Work required >> Every entry needs to be duplicated exactly.

Records shown >>

========

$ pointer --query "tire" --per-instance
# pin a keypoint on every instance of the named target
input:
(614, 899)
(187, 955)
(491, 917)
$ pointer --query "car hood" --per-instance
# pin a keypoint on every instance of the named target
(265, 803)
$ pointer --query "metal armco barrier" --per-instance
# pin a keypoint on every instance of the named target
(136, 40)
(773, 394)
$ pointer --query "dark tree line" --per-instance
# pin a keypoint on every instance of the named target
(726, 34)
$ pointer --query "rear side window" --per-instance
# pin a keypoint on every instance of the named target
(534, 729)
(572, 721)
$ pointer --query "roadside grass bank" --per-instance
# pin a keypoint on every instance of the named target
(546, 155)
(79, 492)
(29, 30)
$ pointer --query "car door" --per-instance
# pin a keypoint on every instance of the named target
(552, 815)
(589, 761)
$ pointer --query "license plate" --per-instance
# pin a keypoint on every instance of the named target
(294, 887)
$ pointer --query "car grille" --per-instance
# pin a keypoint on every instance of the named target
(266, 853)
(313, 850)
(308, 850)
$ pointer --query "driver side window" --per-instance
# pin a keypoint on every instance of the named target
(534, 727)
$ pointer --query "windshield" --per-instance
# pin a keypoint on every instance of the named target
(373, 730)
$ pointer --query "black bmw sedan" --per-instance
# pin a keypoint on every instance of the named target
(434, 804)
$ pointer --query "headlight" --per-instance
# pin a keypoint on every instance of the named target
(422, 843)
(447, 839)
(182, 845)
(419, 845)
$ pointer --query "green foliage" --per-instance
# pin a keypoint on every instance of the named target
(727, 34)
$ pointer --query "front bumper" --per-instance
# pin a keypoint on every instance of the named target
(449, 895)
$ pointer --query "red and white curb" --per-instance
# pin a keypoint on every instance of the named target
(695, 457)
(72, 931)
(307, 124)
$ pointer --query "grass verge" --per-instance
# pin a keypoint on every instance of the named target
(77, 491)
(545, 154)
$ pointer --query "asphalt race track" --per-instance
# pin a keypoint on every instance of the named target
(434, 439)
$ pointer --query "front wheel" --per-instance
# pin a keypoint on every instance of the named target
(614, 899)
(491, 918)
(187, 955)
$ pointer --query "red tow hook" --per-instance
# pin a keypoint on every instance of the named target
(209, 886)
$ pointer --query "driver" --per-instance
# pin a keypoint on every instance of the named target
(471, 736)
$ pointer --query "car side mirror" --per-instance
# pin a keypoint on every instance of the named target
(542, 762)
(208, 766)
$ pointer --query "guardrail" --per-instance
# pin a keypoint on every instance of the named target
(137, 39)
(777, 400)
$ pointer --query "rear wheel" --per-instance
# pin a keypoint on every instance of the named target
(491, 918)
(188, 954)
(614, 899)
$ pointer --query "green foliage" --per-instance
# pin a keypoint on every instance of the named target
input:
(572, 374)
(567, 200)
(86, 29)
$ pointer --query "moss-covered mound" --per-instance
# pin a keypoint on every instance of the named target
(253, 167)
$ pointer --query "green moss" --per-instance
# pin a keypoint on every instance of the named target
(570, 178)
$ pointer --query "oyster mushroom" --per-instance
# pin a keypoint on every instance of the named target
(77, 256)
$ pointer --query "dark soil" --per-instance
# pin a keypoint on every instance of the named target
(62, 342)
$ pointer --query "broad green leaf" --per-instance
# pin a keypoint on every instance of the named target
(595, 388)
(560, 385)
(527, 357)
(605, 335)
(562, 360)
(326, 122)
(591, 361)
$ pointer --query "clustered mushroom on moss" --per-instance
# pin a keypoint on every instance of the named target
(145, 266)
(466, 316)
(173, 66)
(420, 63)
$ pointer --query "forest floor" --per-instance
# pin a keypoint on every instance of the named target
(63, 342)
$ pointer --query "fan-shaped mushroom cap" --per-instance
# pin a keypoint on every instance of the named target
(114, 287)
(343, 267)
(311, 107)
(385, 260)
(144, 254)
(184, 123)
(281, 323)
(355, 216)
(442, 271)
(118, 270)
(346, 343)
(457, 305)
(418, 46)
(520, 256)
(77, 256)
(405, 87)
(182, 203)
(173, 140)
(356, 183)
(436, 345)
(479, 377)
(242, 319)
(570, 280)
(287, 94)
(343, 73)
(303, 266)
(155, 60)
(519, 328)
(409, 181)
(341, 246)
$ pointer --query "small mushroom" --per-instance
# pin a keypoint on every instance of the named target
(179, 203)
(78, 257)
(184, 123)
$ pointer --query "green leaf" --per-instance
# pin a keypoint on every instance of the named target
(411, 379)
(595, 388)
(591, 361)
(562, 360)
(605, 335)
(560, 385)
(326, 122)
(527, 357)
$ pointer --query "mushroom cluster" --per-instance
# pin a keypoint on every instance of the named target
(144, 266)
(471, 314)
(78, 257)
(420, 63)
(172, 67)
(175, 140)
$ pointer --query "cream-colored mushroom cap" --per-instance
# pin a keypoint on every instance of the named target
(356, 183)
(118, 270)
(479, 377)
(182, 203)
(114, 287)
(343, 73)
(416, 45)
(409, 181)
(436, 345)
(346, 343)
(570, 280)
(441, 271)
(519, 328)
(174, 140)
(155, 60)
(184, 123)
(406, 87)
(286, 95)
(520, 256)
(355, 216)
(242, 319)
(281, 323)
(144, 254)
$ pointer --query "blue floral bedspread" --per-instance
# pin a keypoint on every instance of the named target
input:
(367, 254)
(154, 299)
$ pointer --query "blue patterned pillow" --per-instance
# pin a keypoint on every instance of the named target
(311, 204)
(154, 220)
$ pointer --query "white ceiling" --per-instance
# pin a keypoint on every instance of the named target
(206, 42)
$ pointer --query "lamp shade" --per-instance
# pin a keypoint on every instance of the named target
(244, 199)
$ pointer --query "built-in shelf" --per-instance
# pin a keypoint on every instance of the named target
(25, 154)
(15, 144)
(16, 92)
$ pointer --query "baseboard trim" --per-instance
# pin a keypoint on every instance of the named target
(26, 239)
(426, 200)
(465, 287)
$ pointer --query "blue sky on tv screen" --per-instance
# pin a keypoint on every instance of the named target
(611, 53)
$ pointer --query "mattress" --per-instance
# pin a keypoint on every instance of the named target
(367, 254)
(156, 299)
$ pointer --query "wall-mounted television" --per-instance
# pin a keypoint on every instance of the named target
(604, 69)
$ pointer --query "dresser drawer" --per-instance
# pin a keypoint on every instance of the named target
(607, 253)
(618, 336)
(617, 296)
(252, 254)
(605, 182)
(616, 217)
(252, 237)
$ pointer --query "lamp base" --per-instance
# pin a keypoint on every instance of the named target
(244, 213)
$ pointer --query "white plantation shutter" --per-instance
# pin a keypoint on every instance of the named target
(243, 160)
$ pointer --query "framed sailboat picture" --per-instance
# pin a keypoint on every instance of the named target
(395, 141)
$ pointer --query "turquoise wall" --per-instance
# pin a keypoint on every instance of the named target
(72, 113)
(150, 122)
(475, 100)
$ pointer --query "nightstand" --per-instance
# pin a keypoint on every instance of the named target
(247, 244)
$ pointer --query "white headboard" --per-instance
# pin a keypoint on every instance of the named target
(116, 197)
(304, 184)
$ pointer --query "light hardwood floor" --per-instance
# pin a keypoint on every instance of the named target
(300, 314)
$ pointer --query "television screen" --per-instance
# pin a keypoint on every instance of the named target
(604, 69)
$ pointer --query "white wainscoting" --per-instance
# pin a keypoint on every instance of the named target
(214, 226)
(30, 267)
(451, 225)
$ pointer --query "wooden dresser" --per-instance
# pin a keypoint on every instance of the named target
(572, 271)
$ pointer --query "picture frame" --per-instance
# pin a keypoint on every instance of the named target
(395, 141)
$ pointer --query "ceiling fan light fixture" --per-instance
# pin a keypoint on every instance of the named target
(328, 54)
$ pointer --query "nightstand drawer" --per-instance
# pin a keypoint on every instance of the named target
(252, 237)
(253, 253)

========

Answer to this task >>
$ pointer --query "tire" --per-instance
# pin a keypoint on every instance of the named target
input:
(614, 899)
(187, 955)
(491, 917)
$ pointer --query "car hood" --per-instance
# pin a keypoint on every instance of the named target
(265, 803)
$ pointer --query "metal armco barrier" --per-instance
# pin a keypoint on every instance of the named target
(136, 40)
(773, 394)
$ pointer --query "dark tree line" --per-instance
# pin a keypoint on every instance of the named target
(726, 34)
$ pointer --query "rear side window" --per-instance
# pin a keypoint on every instance of the named target
(534, 729)
(572, 721)
$ pointer --query "roadside grass bank" --per-instance
# pin a keypoint on every instance of the named target
(546, 155)
(79, 492)
(29, 30)
$ pointer --query "car door" --per-instance
# pin a keypoint on every instance of the named target
(552, 815)
(589, 761)
$ pointer --query "license plate" --per-instance
# pin a keypoint on every instance of the named target
(294, 887)
$ pointer --query "car grille" --per-instance
# pin a keypoint on every instance of the named target
(266, 853)
(313, 850)
(308, 850)
$ pointer --query "driver side window" --per-instance
# pin a keypoint on every instance of the named target
(534, 727)
$ pointer --query "windshield" --per-instance
# pin a keypoint on every instance of the named target
(373, 730)
$ pointer --query "black bmw sedan" --per-instance
# pin a keypoint on every instance of the named target
(434, 804)
$ pointer --query "headlight" --per-instance
# pin a keypoint on every instance of the named target
(422, 843)
(447, 839)
(182, 845)
(419, 845)
$ pointer --query "green foliage" --per-instance
# pin a keypoint on every instance of the named target
(727, 34)
$ pointer --query "front bumper" --per-instance
# pin a keypoint on every instance of the named target
(449, 895)
$ pointer --query "red and white curb" --per-instance
# pin a keypoint on every instance of the named target
(695, 457)
(72, 931)
(307, 124)
$ pointer --query "grass verge" --per-instance
# pin a keypoint on every instance of the named target
(77, 491)
(545, 154)
$ pointer --query "asphalt race track" --per-instance
# pin a keypoint on every instance of the named target
(434, 439)
$ pointer --query "front wheel" --per-instance
# pin a keypoint on every instance of the named target
(614, 899)
(491, 918)
(187, 955)
$ pointer --query "red tow hook" --per-instance
# pin a keypoint on every instance of the named target
(209, 886)
$ pointer --query "driver" --per-instance
# pin a keypoint on every instance of the named target
(471, 736)
$ pointer --query "car side mirror" --per-instance
# pin a keypoint on every instance of the named target
(542, 762)
(208, 766)
$ pointer --query "guardrail" --per-instance
# pin a keypoint on every instance of the named target
(137, 39)
(777, 400)
$ pointer --query "rear wheel" --per-instance
# pin a keypoint on every instance of the named target
(491, 918)
(188, 954)
(614, 899)
$ pointer --query "green foliage" --per-instance
# pin a keypoint on every instance of the named target
input:
(572, 374)
(567, 200)
(86, 29)
$ pointer --query "moss-covered mound" --per-instance
# pin a keypoint on every instance of the named target
(253, 167)
$ pointer --query "green moss" --per-instance
# pin a keypoint on every instance of the named target
(570, 178)
$ pointer --query "oyster mushroom" --per-instance
# pin a keypoint on every instance of the named target
(77, 256)
$ pointer --query "dark soil" --per-instance
# pin a keypoint on every instance of the named target
(62, 342)
$ pointer --query "broad green leaf" --per-instance
# pin a keypoint on every instance of the named target
(595, 388)
(560, 385)
(527, 357)
(605, 335)
(562, 360)
(326, 122)
(591, 361)
$ pointer --query "clustered mushroom on moss" --per-instance
# pin a keypoint on every instance of the named target
(145, 266)
(466, 316)
(173, 66)
(420, 63)
$ pointer --query "forest floor" --per-instance
# pin a keypoint on every instance of the named target
(63, 342)
$ pointer --query "fan-shaped mushroom cap" --per-instance
# pin a keypoint on every instance of the named target
(114, 287)
(343, 267)
(311, 107)
(385, 260)
(144, 254)
(184, 123)
(281, 323)
(355, 216)
(442, 271)
(118, 270)
(346, 343)
(457, 305)
(418, 46)
(520, 256)
(77, 256)
(405, 87)
(182, 203)
(173, 140)
(356, 183)
(436, 345)
(479, 377)
(242, 319)
(570, 280)
(287, 94)
(343, 73)
(303, 266)
(155, 60)
(519, 328)
(409, 181)
(341, 246)
$ pointer --query "small mushroom" --per-instance
# pin a keypoint on every instance of the named target
(179, 203)
(78, 257)
(184, 123)
$ pointer --query "green leaf" --per-instance
# pin a keypoint on every instance of the named target
(411, 379)
(595, 388)
(591, 361)
(562, 360)
(605, 335)
(560, 385)
(326, 122)
(527, 357)
$ pointer --query "mushroom cluster" --per-instance
# pin a keypoint on every instance of the named target
(144, 266)
(471, 314)
(78, 257)
(420, 63)
(172, 67)
(175, 140)
$ pointer --query "cream-colored mushroom cap" --per-instance
# pin a keypoint on every instance of the named target
(356, 183)
(118, 270)
(479, 377)
(182, 203)
(114, 287)
(343, 73)
(416, 45)
(409, 181)
(436, 345)
(346, 343)
(570, 280)
(441, 271)
(519, 328)
(174, 140)
(155, 60)
(184, 123)
(406, 87)
(286, 95)
(520, 256)
(355, 216)
(242, 319)
(281, 323)
(144, 254)
$ pointer --query "blue floral bedspread" --per-instance
# pin a keypoint on every instance of the named target
input:
(367, 254)
(154, 299)
$ pointer --query "blue patterned pillow" --per-instance
# pin a keypoint on every instance of the named target
(311, 204)
(154, 220)
$ pointer --query "white ceiling" --per-instance
# pin a keypoint on every instance of the named target
(206, 42)
$ pointer --query "lamp shade" --per-instance
# pin a keypoint on every instance of the named target
(244, 199)
$ pointer --query "built-in shelf" --per-instance
# pin a keypoint on every instance of the named target
(25, 154)
(15, 144)
(16, 92)
$ pointer --query "baseboard trim" --per-instance
# pin a keypoint on every instance of the named target
(26, 239)
(426, 200)
(465, 287)
$ pointer --query "blue sky on tv screen" --per-instance
# pin a keypoint on every instance of the named target
(611, 53)
$ pointer --query "mattress" --per-instance
# pin a keypoint on every instance of the named target
(367, 254)
(156, 299)
$ pointer --query "wall-mounted television" --per-instance
# pin a keypoint on every instance of the named target
(604, 69)
$ pointer --query "dresser drawer" --per-instance
# pin a keypoint on every instance of the named target
(607, 253)
(618, 336)
(617, 296)
(252, 254)
(605, 182)
(616, 217)
(252, 237)
$ pointer --query "lamp base" --per-instance
# pin a keypoint on every instance of the named target
(244, 213)
$ pointer --query "white plantation shutter" --per-instance
# pin a keypoint on every instance of the named target
(243, 160)
$ pointer --query "framed sailboat picture" --per-instance
# pin a keypoint on every instance of the named target
(395, 141)
$ pointer --query "turquoise wall" --per-instance
# pin a keypoint on every instance of the named target
(72, 113)
(150, 122)
(475, 100)
$ pointer --query "nightstand" --per-instance
# pin a keypoint on every instance of the named target
(247, 244)
$ pointer --query "white headboard" --per-instance
# pin a keypoint on every instance of the named target
(116, 197)
(304, 184)
$ pointer --query "light hardwood floor" --per-instance
# pin a keypoint on every instance of the named target
(300, 314)
$ pointer --query "television screen" --per-instance
# pin a keypoint on every instance of the named target
(604, 69)
$ pointer --query "white wainscoting" --per-instance
# pin a keypoint on every instance of the named target
(214, 226)
(30, 267)
(451, 225)
$ pointer --query "wooden dresser" --per-instance
# pin a keypoint on every instance of the named target
(572, 271)
$ pointer --query "picture frame" --per-instance
# pin a keypoint on every instance of the named target
(395, 141)
$ pointer --query "ceiling fan light fixture" --per-instance
# pin a keypoint on every instance of the named target
(328, 54)
$ pointer --query "nightstand drawer" --per-instance
# pin a keypoint on every instance of the named target
(252, 237)
(253, 253)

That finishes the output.